PROBLEM TO SOLVE: Quote precisely the final stretch of the listing: start at the line containing "fortress rampart visible?" and stop after the last line.

DATASET ENTRIES:
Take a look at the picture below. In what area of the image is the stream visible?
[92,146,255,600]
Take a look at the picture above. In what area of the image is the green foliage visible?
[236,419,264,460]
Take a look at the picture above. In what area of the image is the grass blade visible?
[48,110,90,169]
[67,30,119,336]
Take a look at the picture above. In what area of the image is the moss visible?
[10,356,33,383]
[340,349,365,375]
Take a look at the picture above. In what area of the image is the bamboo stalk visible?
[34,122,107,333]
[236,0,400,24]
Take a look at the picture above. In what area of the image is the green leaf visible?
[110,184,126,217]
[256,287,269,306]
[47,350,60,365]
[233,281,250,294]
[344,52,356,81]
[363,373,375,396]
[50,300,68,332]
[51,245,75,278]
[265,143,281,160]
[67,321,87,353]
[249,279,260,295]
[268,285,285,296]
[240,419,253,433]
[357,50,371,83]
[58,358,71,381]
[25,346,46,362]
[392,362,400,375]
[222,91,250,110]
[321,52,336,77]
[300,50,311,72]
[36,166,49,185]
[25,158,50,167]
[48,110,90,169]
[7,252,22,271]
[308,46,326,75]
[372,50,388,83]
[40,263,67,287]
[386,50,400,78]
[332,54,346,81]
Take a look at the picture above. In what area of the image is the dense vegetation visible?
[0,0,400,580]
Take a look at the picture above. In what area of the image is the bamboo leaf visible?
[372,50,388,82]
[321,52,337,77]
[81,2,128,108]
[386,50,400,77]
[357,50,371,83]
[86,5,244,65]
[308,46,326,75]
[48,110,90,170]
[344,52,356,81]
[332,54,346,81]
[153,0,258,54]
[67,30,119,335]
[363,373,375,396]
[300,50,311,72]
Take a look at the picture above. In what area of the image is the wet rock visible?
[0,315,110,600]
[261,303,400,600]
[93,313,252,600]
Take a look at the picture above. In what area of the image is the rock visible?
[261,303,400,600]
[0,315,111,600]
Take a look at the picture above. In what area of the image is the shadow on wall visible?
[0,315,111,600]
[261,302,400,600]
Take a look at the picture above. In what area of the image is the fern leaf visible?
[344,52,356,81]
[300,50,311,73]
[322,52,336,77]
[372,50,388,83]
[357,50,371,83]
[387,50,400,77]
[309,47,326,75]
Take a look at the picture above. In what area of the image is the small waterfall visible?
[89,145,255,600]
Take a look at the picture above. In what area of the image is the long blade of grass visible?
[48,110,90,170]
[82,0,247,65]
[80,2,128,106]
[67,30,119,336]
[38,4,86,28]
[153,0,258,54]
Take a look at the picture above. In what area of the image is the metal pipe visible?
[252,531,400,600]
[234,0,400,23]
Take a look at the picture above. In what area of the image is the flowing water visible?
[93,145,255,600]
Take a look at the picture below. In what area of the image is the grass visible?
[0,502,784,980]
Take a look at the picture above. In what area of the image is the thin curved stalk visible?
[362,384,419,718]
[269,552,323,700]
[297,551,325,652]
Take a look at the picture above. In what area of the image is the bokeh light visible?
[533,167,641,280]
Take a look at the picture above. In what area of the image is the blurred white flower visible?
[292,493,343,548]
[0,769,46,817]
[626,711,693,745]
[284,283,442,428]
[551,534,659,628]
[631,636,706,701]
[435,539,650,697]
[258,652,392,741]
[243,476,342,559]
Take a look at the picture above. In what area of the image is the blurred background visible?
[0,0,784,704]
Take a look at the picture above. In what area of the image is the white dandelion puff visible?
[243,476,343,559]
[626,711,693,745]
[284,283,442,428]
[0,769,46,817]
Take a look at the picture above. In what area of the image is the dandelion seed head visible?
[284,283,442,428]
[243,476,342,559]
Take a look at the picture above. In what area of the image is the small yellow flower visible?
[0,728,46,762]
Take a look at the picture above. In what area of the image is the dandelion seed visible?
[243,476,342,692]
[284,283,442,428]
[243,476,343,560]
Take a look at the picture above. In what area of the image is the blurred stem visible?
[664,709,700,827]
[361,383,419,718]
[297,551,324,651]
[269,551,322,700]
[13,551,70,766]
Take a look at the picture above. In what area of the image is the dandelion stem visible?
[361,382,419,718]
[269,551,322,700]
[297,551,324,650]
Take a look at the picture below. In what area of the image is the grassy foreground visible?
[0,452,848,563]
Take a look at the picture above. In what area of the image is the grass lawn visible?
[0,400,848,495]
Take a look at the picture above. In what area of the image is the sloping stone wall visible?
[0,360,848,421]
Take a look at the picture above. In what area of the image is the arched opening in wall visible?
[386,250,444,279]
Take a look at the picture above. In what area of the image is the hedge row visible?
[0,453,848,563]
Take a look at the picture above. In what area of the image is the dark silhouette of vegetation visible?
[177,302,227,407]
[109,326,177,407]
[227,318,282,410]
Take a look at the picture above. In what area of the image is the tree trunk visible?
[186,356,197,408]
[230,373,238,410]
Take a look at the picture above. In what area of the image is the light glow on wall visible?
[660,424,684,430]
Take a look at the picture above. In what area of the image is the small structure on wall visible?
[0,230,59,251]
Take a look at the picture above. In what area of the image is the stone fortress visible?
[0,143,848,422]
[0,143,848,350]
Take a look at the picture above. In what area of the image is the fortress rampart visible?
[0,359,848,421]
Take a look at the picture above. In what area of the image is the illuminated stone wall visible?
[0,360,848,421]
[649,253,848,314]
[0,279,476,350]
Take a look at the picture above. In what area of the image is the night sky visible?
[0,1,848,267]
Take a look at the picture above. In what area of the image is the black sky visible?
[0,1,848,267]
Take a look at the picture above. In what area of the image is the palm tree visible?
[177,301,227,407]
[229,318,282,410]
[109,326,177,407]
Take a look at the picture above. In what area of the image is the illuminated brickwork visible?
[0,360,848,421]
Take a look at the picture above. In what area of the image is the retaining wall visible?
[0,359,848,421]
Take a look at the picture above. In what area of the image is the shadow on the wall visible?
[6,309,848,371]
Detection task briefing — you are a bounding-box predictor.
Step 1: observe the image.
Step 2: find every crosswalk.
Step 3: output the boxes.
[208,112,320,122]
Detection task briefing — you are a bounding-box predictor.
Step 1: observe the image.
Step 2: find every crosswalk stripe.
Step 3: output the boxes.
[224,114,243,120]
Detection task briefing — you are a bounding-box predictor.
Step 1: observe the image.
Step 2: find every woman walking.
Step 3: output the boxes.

EXERCISE RESPONSE:
Take a look at the picture above. In what area of the image is the fortress rampart visible?
[0,359,848,421]
Take a look at the picture above. In what area of the image is the illuminated stone wall visible?
[0,360,848,421]
[649,253,848,314]
[0,279,476,350]
Take a look at the picture above. In what area of the image is the night sky visible?
[0,1,848,267]
Take a look at the picture above. In what area of the image is the black sky visible?
[0,1,848,267]
Take a look at the picture above. In what area of the image is the palm tree visible?
[177,301,227,407]
[229,318,282,410]
[109,326,177,407]
Take a look at the picture above. In what area of the image is the illuminated brickwork visible?
[0,360,848,421]
Take a look at the picture above. In what area of the image is the retaining wall visible?
[0,359,848,421]
Take a look at the picture above. In what area of the image is the shadow on the wall visible?
[6,309,848,371]
Detection task briefing — you are a bounding-box predictor.
Step 1: observe the image.
Step 2: find every crosswalk.
Step 3: output the boxes.
[208,112,320,122]
Detection task briefing — you are a bounding-box predictor.
Step 1: observe the image.
Step 2: find every crosswalk stripe.
Step 3: output the boxes.
[224,114,243,120]
Detection task briefing — you are a bounding-box predictor.
Step 1: observe the image.
Step 2: find every woman walking.
Step 3: output the boxes.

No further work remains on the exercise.